* [Input]:
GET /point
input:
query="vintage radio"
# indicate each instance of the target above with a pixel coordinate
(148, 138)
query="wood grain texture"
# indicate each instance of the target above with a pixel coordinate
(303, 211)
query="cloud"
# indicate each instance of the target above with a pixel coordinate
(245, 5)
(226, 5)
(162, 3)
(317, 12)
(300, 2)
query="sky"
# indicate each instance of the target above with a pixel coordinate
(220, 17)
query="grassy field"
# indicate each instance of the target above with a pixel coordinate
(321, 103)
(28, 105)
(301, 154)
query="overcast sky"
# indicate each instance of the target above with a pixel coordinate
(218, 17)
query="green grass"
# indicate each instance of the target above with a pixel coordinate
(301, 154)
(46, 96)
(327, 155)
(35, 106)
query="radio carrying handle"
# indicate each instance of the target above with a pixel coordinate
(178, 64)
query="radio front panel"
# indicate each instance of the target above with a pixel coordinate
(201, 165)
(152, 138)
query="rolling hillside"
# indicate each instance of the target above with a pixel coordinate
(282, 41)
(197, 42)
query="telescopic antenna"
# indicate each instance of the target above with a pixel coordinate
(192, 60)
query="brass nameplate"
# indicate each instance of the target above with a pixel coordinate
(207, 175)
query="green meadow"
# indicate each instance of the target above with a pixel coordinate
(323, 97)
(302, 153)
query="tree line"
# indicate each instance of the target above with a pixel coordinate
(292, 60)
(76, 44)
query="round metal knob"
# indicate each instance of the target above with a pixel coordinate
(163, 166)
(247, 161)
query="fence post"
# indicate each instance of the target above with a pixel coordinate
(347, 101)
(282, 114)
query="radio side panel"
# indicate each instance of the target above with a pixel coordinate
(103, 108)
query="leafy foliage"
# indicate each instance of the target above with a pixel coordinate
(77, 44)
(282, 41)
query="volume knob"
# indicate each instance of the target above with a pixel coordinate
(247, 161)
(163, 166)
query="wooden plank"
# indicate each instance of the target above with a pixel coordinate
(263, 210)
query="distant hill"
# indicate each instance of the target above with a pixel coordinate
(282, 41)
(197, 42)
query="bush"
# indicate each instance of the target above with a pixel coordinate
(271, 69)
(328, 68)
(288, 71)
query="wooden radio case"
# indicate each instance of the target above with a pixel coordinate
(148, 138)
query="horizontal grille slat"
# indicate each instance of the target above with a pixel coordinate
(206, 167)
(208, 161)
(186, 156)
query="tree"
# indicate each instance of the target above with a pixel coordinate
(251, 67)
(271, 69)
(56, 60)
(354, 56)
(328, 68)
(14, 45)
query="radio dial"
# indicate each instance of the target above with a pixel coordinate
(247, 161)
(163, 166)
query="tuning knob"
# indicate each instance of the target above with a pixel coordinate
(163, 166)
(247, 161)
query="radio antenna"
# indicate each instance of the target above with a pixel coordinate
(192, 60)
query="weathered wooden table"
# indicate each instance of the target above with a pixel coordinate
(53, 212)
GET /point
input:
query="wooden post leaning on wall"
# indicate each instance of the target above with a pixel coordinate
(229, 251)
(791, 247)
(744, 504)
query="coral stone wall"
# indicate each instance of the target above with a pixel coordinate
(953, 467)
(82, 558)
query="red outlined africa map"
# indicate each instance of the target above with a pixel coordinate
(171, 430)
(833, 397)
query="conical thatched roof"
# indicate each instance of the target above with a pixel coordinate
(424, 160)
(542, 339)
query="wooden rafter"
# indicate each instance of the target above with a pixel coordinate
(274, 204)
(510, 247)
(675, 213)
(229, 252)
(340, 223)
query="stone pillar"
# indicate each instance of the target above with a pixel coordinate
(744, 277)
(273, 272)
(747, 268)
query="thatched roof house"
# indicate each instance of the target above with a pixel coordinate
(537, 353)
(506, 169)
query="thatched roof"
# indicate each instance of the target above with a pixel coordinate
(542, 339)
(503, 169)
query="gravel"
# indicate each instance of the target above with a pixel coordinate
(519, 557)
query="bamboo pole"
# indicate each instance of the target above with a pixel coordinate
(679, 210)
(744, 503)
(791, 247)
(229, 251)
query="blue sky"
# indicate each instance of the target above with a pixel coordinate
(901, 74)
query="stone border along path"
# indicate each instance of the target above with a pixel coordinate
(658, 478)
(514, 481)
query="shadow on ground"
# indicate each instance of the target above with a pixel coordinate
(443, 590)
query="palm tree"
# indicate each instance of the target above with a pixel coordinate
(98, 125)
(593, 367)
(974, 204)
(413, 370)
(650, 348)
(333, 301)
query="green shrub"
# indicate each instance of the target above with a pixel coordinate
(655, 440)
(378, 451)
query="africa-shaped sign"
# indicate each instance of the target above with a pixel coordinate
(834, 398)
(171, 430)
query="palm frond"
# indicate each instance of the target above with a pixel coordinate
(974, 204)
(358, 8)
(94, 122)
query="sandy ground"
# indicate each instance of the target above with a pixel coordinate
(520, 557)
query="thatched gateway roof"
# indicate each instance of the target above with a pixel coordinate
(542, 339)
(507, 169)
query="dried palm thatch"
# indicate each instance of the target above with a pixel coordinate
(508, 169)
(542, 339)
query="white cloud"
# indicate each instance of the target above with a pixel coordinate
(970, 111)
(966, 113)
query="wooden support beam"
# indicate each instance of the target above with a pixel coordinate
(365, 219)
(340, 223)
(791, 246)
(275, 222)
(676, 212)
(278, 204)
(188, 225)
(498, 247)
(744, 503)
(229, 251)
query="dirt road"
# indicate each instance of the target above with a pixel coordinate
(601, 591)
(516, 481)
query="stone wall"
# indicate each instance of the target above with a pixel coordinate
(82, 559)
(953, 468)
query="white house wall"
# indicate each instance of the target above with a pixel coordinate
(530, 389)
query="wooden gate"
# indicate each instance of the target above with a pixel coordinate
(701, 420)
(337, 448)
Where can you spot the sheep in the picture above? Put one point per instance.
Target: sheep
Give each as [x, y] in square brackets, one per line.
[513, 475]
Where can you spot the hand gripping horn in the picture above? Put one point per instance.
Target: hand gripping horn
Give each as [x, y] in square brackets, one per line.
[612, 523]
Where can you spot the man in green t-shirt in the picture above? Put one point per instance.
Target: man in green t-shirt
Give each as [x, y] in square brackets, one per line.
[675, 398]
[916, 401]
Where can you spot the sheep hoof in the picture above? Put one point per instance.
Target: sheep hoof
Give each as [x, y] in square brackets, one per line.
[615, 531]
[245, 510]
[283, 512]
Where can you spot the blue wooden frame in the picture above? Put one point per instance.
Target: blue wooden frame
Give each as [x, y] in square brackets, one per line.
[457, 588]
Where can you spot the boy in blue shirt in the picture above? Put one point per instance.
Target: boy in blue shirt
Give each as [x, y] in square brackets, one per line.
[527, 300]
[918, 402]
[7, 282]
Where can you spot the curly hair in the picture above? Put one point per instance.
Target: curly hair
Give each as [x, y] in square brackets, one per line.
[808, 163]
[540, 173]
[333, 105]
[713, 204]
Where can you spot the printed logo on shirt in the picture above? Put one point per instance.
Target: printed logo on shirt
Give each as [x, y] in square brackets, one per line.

* [Task goal]:
Isolate each line of the listing above that includes "palm". Copy it.

* [Output of the exercise]:
query="palm tree"
query="palm frond"
query="dried palm thatch"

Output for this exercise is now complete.